BEGIN Data shown

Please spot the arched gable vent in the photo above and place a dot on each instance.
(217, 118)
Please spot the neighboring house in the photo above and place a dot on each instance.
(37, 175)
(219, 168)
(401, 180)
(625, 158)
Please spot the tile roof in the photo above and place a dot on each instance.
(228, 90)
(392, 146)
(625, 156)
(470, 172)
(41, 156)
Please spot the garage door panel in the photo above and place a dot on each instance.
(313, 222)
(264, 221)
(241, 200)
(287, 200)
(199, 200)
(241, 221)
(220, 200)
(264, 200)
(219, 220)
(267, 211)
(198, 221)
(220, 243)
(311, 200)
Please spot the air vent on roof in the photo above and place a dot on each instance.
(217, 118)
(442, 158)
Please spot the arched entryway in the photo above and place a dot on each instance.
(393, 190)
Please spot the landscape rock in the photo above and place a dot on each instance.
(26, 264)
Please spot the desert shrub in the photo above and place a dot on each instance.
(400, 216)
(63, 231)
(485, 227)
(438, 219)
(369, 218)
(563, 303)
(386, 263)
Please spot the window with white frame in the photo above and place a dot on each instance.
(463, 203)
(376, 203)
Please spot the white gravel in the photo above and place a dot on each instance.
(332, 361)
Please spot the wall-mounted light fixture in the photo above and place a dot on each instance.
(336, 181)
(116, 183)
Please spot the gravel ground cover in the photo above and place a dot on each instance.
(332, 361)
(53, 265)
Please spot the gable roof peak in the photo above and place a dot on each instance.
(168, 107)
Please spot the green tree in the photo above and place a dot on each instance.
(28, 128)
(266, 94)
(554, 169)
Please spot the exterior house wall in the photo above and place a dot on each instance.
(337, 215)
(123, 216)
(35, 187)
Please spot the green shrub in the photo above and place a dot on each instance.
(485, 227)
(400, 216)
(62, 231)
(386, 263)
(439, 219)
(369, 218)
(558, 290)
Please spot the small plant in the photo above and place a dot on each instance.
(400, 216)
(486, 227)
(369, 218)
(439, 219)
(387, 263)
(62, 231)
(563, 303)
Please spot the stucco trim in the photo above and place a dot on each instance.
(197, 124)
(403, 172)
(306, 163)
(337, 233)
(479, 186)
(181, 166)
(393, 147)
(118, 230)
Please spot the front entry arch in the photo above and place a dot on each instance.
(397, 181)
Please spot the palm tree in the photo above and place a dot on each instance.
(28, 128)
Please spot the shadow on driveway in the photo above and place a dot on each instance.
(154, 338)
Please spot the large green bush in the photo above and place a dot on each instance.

END Data shown

**What you need to do**
Print exactly the lines from the one containing "Please spot the green shrub" through the last line of the records above, both included.

**The completed task**
Please spot the green shrub in the photo above and place a dot on each instance.
(485, 227)
(400, 216)
(62, 231)
(386, 263)
(439, 219)
(369, 218)
(558, 290)
Please spot the small plant in the photo above and place a dot on each instance.
(400, 216)
(486, 227)
(369, 218)
(439, 219)
(387, 263)
(62, 231)
(563, 303)
Please spot the stucco trim in the photo above and place a dot on each instance.
(197, 124)
(403, 172)
(306, 163)
(337, 233)
(479, 186)
(181, 166)
(393, 147)
(118, 230)
Please spot the front entry arch in the photo above and place a dot on each instance.
(397, 181)
Please spot the palm tree in the photo above and place a dot on each instance.
(28, 128)
Please spot the shadow on driveway in the photo above and place a dot on each instance.
(154, 338)
Please spot the large green bush in the photo above and place a dot on each instance.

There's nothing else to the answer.